→ PROBLEM DETAILS
Return the full listing exactly as it is written.

→ PROVIDED DATA
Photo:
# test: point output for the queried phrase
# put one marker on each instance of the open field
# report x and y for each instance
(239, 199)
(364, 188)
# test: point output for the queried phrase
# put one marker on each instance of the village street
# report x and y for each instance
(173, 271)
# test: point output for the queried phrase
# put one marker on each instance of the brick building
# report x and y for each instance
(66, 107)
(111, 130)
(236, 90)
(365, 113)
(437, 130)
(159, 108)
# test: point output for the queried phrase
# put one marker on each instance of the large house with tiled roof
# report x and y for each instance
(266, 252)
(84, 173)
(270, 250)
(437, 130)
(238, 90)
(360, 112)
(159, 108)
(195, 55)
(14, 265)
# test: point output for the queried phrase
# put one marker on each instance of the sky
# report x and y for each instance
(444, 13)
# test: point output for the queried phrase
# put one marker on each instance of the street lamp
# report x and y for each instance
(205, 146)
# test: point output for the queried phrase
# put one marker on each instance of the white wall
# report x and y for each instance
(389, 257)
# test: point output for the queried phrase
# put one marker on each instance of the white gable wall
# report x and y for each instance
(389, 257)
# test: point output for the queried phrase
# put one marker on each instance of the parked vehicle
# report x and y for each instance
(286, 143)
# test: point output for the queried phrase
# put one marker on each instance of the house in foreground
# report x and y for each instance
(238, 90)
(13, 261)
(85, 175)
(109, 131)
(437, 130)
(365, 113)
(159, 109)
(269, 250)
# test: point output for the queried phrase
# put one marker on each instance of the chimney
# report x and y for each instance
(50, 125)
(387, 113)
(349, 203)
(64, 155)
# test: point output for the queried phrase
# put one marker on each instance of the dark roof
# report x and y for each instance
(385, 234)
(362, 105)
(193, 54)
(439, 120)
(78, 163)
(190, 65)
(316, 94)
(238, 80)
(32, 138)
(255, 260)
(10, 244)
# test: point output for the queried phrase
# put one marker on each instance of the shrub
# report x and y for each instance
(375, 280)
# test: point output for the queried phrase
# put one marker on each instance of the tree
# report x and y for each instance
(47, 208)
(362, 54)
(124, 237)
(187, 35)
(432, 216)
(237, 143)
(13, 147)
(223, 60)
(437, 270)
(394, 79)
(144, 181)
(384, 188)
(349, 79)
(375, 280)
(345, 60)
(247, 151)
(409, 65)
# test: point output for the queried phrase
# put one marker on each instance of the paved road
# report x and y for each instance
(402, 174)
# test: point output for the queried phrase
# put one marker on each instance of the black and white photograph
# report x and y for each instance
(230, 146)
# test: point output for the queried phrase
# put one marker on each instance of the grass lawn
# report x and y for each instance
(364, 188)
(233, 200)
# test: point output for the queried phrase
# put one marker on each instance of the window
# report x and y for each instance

→ SOLUTION TO THE EXERCISE
Photo:
# test: point output for the queried phrase
# put one marker on each instance of the open field
# report x and y for each instance
(239, 199)
(364, 188)
# test: point output for the queried phrase
# put one marker on each instance of the village street
# report x and y for each instance
(173, 271)
# test: point output for the queried phrase
# put one marker on each instance of the brick building
# report x and y for each instance
(66, 107)
(111, 130)
(236, 90)
(365, 113)
(437, 130)
(159, 108)
# test: point output for the queried phrase
# put one marker on each instance of the large house with tiled roof
# report x and y for each instance
(266, 252)
(84, 173)
(270, 250)
(437, 130)
(238, 90)
(360, 112)
(159, 108)
(195, 55)
(14, 265)
# test: point output for the queried phrase
# put one marker on each instance of the sky
# report x and y for each instance
(444, 13)
# test: point output for the queried phrase
# put one marker on each instance of the street lamp
# report x and y for each instance
(205, 146)
# test: point output for the queried phrase
# put one marker on each instance of the white wall
# report x and y for each instance
(389, 257)
# test: point output for the queried phrase
# put one marker on each instance of the white gable wall
# report x and y for each instance
(389, 257)
# test: point output for the queried phrase
# put one marker on each instance of the parked vehicle
# report x and y for each instance
(286, 143)
# test: point output for the queried phrase
# put one marker on each instance of the house in foreground
# report x and y for each instance
(238, 90)
(13, 261)
(85, 175)
(109, 131)
(437, 130)
(365, 113)
(159, 109)
(269, 250)
# test: point output for the queried phrase
# put one marker on each instance of the chimney
# report x and y for each instance
(50, 125)
(387, 113)
(349, 203)
(64, 155)
# test: point output for the queried phrase
# put one marker on each instance of the dark roof
# report x and y for each instance
(385, 234)
(362, 105)
(193, 54)
(439, 120)
(78, 163)
(190, 65)
(316, 94)
(238, 80)
(32, 138)
(255, 260)
(10, 244)
# test: point output for the queried phrase
# put one marker on each instance of the shrub
# report x and y for each instance
(375, 280)
# test: point output for the queried phrase
# put one marker on each instance of the tree
# report x and y for each instance
(47, 208)
(362, 54)
(124, 237)
(187, 35)
(432, 216)
(237, 143)
(13, 147)
(223, 60)
(437, 270)
(394, 79)
(144, 181)
(384, 188)
(349, 79)
(375, 280)
(345, 60)
(247, 151)
(409, 65)
# test: point output for the queried phrase
# put one marker on each instance of the paved road
# report x and y for each instance
(402, 174)
# test: point output for the queried phrase
# put one marker on each instance of the black and white photograph
# report x and y for each instance
(230, 146)
# test: point output for the queried phrase
# put one marker on each instance of the grass lawn
# report x and y for each instance
(364, 188)
(233, 200)
# test: point output for the queried phrase
# put one marker on each instance of the window
# report x and y for each instance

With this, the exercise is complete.